§ EXERCISE REQUIREMENTS: Reproduce the part of the forum thread below word for word, starting with "I am sorry that" and going on through "this paticular strategy).".
-- SOURCE EXTRACT follows --
The pantry has been purged.  I feel better, more under control, and the head hunger is at bay for now.  It really is a mental game.  Maybe I'm not feeling hungry because I know I can have that protein coffee if needed.  But I think it has more to do with the fact that I'm drinking more fluids tonight.  I'm notoriously bad with drinking once I leave work.  I also know from previous experience that the less I drink ,the "hungrier" I feel.  So I'm on round 2 of drinking 8 oz. of water, ice, and 3 oz. of Mott's lite apple juice. Light and refreshing, and it satisfies my sweet tooth.

 


(deactivated member)
on 5/24/11 10:44 pm, edited 5/24/11 10:45 pm - Newnan, GA
VSG on 05/04/09 with
*squeeze*

You know all the stuff to do darlinggirl.

Sometimes its good to know *why* we do something, but it doesnt always change our behavior.  For me, sometimes I just had to learn that its okay to feel ****ty about things, be sad, be mad, feel helpless.  I have to remind myself what I REALLY REALLY REALLY REALLY WANT, sometimes it helps, sometimes I just am mad, sad, ****ty, lonely,  helpless, feel bingey.

For me too, I cant **** myself about bringing home goodies for anybody, cuz I know its just for me, and i work really hard to just tell me the truth about that kind of stuff, no more lying to me about stuff I *know* I am lying about.

I am sorry that you have such a huge burden girlie.  I hope you and your husband both heal up well and quickly so yall can get back to your healthy, happy selves.

Also, structure saves my ass more times than not.  And in the post before this - what you have said is - you are now following a structured dealio and it is helping you feel safe.  The whole "structure trumps willpower" thing is part of what I blab about all the time.  I *knew* I needed it from the get go, and I think sometimes other folks do not think they need it until they get squeezed (it being strategy, not necessarily this paticular strategy).
-- SOURCE EXTRACT concluded --
-- SUPPLIED INFORMATION follows --
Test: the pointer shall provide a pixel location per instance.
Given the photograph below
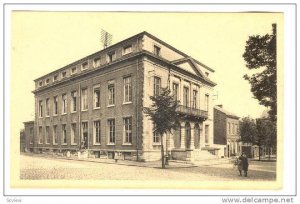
-- SUPPLIED INFORMATION concluded --
§ WORKED SOLUTION:
I am sorry that you have such a huge burden girlie.  I hope you and your husband both heal up well and quickly so yall can get back to your healthy, happy selves.

Also, structure saves my ass more times than not.  And in the post before this - what you have said is - you are now following a structured dealio and it is helping you feel safe.  The whole "structure trumps willpower" thing is part of what I blab about all the time.  I *knew* I needed it from the get go, and I think sometimes other folks do not think they need it until they get squeezed (it being strategy, not necessarily this paticular strategy).